_Exercise instructions:_ Swap "positive clicks" for "foreground clicks" in the records from their start through the line holding "box: [493, 10, 723, 276]", inclusive. Give those lines again with nothing else changed.

_Data under study:_
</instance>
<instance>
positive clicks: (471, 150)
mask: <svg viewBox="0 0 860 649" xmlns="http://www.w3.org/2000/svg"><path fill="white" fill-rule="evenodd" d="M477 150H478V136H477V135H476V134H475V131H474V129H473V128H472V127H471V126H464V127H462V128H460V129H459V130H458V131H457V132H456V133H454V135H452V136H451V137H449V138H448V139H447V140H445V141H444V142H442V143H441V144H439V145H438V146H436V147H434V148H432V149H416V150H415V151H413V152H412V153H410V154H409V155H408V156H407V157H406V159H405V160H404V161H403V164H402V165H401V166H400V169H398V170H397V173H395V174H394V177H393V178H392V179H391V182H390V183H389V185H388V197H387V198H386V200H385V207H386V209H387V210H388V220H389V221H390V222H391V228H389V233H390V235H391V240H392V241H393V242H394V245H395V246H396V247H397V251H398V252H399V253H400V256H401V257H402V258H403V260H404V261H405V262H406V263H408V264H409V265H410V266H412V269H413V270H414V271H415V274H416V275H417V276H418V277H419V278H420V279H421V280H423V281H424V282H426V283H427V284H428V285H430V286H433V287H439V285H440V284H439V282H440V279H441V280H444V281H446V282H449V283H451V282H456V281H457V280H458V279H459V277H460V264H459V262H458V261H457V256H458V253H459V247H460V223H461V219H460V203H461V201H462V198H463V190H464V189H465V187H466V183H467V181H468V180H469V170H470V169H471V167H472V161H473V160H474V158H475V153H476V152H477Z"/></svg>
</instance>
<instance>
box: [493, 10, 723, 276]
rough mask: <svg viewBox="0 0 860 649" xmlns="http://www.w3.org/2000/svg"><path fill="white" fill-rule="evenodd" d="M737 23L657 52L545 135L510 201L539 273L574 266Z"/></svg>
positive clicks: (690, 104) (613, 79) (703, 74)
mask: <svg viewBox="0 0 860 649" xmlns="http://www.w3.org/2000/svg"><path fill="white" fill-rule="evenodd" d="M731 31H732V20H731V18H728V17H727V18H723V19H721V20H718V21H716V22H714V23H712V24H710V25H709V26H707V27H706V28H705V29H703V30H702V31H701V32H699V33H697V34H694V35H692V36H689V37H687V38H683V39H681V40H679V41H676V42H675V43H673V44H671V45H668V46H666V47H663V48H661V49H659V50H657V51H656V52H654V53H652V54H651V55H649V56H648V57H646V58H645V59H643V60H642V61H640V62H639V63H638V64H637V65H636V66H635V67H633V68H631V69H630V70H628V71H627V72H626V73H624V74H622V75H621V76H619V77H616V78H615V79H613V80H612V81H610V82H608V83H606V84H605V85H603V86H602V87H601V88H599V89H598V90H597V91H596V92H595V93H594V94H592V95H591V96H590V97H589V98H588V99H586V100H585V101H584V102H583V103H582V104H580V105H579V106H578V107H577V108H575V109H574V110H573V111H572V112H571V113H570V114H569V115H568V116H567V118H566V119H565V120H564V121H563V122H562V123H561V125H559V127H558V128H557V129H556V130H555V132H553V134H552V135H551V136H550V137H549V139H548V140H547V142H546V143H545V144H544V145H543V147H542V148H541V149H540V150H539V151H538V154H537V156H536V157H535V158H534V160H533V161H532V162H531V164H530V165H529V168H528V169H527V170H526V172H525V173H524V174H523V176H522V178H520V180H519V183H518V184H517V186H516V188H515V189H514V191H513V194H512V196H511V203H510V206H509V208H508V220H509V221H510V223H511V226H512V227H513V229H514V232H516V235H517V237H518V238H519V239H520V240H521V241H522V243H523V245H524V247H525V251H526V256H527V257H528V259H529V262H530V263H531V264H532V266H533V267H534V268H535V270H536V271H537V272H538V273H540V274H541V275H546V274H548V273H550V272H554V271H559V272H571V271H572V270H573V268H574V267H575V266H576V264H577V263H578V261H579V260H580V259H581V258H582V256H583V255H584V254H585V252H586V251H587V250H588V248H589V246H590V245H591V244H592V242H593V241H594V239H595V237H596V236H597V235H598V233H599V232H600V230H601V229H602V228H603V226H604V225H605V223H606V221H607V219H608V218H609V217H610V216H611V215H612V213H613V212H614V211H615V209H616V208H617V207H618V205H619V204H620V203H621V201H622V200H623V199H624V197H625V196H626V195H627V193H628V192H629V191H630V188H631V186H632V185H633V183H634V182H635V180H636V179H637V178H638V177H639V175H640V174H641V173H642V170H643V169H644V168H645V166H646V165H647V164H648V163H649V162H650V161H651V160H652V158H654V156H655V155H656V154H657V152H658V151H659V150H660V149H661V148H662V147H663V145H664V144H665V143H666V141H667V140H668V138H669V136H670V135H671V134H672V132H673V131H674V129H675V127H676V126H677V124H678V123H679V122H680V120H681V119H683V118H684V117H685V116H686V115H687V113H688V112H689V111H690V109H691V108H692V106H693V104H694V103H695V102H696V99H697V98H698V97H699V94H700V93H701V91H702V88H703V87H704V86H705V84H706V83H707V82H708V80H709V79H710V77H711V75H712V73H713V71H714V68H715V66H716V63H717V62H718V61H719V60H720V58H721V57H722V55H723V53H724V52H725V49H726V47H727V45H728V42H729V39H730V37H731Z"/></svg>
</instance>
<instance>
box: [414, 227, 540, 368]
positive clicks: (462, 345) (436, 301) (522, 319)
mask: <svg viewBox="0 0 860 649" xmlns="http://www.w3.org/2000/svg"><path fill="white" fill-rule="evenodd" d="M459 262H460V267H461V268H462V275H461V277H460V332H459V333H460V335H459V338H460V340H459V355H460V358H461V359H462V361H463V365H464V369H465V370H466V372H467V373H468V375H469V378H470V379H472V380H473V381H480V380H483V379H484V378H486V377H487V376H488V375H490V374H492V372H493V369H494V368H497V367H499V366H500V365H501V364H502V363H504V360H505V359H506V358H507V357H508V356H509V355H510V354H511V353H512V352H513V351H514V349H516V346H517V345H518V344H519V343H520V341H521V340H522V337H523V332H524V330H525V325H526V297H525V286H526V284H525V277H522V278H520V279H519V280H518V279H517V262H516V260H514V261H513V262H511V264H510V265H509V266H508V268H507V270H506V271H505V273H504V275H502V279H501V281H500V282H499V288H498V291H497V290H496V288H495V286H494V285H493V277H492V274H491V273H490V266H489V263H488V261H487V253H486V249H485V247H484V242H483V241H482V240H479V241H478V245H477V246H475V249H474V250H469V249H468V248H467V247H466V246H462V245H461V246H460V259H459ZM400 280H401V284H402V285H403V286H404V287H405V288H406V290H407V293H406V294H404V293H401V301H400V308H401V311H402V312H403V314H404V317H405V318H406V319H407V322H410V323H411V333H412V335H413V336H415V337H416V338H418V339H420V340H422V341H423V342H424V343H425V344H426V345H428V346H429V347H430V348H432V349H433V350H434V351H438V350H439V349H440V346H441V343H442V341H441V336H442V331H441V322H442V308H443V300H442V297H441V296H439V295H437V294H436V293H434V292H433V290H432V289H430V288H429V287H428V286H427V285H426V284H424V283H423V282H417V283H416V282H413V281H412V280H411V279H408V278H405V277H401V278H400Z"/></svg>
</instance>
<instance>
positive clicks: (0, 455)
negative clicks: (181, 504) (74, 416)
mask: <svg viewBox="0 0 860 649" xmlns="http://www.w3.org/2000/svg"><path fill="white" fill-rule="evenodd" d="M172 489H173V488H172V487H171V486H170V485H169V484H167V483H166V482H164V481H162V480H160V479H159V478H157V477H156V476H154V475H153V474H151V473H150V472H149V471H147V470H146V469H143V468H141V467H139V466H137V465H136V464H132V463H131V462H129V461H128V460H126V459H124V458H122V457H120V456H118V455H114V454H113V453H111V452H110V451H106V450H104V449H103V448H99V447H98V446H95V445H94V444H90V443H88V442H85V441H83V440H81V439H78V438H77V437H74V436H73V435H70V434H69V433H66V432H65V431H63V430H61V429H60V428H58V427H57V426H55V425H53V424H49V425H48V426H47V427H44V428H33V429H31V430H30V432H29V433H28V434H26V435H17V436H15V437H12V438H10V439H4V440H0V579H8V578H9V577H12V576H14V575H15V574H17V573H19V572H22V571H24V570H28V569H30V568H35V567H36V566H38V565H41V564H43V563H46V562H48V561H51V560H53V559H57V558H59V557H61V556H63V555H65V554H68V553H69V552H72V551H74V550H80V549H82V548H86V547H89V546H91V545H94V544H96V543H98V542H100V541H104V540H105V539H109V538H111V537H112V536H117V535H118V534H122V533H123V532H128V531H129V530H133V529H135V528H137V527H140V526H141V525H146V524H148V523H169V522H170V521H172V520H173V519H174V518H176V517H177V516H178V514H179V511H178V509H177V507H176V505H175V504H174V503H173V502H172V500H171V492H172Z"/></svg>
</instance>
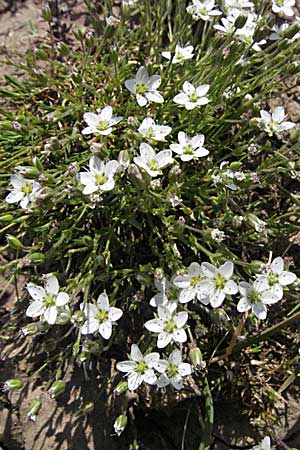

_Exercise output:_
</instance>
<instance>
foreground clicks: (471, 150)
mask: <svg viewBox="0 0 860 649" xmlns="http://www.w3.org/2000/svg"><path fill="white" fill-rule="evenodd" d="M477 150H478V136H477V135H476V134H475V131H474V129H473V128H472V127H471V126H464V127H462V128H460V129H459V130H458V131H457V132H456V133H454V135H452V136H451V137H449V138H448V139H447V140H445V141H444V142H442V143H441V144H439V145H438V146H436V147H434V148H432V149H416V150H415V151H413V152H412V153H410V154H409V155H408V156H407V157H406V159H405V160H404V161H403V164H402V165H401V166H400V169H398V170H397V173H395V174H394V177H393V178H392V179H391V182H390V183H389V185H388V197H387V198H386V200H385V207H386V209H387V210H388V220H389V221H390V222H391V228H389V233H390V235H391V240H392V241H393V242H394V245H395V246H396V247H397V251H398V252H399V253H400V256H401V257H402V258H403V260H404V261H405V262H406V263H408V264H409V265H410V266H412V269H413V270H414V271H415V274H416V275H417V276H418V277H419V278H420V279H421V280H423V281H424V282H426V283H427V284H428V285H430V286H433V287H439V285H440V284H439V282H440V279H441V280H444V281H446V282H449V283H451V282H456V281H457V280H458V279H459V277H460V264H459V262H458V261H457V256H458V253H459V247H460V223H461V219H460V203H461V201H462V198H463V190H464V189H465V187H466V183H467V181H468V180H469V170H470V169H471V167H472V161H473V160H474V158H475V153H476V152H477Z"/></svg>
</instance>
<instance>
box: [493, 10, 723, 276]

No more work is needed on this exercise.